*Given instruction:*
Please find every line in the rows below that contains the word "woman" and copy each of those lines.

*Provided data:*

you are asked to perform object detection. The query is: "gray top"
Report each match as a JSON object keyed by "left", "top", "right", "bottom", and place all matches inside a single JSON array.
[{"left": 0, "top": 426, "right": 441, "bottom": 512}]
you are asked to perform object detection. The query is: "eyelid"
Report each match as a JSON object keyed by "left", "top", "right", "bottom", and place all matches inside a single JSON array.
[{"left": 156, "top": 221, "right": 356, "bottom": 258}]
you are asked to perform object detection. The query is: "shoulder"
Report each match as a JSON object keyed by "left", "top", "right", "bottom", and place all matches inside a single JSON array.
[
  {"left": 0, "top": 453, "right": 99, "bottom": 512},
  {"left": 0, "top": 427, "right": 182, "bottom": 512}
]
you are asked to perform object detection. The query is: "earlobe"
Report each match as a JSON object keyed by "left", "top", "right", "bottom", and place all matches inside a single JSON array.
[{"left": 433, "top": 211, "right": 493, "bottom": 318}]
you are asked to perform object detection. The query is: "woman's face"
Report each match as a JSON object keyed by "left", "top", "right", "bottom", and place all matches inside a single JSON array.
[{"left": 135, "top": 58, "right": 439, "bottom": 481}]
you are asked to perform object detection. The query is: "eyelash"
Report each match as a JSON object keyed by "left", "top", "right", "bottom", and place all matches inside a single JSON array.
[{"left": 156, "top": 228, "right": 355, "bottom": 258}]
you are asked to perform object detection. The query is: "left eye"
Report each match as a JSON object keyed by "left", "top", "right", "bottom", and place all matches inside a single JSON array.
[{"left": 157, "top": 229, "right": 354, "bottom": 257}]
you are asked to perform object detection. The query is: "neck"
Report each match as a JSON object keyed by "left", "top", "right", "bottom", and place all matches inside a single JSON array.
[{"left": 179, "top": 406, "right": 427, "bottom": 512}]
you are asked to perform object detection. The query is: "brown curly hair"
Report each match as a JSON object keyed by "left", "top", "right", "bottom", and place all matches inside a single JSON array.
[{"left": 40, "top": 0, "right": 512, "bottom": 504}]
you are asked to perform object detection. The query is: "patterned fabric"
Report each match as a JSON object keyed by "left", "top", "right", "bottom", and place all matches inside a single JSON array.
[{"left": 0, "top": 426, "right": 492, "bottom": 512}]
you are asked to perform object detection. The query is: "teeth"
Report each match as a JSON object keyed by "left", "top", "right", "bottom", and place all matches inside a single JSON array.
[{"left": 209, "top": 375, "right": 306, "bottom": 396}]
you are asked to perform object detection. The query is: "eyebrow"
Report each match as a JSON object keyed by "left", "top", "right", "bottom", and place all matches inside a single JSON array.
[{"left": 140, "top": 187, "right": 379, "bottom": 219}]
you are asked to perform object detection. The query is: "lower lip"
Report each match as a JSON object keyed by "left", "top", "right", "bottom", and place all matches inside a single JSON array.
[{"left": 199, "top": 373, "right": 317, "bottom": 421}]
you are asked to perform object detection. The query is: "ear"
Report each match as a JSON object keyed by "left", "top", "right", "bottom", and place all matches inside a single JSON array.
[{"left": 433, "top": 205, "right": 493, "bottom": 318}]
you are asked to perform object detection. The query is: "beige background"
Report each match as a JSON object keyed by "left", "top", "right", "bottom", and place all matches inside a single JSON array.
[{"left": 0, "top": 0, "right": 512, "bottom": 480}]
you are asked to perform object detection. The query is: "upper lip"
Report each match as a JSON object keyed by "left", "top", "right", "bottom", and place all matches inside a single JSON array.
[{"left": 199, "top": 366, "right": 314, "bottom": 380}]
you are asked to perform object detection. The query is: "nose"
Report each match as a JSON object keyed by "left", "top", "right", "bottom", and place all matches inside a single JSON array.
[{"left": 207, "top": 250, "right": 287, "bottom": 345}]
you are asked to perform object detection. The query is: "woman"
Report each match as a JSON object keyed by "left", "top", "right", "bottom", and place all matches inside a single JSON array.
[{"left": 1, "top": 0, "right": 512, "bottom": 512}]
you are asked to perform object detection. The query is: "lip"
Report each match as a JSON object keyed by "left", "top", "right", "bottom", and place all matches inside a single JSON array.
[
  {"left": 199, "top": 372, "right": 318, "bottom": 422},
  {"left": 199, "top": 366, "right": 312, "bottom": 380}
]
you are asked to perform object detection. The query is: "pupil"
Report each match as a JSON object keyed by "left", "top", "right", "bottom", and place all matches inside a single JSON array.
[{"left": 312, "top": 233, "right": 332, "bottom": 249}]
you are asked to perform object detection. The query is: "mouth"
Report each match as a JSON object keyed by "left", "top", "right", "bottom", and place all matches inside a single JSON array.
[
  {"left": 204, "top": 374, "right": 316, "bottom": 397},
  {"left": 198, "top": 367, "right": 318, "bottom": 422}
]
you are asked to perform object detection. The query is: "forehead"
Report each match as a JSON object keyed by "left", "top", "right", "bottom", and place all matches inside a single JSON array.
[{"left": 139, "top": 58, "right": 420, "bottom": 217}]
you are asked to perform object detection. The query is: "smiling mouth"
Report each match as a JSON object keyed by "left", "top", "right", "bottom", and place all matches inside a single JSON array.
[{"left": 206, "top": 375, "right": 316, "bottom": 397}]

*Finished exercise:*
you are asked to perform object detection. The query is: "woman's face"
you are asked to perform object detection. The query is: "woman"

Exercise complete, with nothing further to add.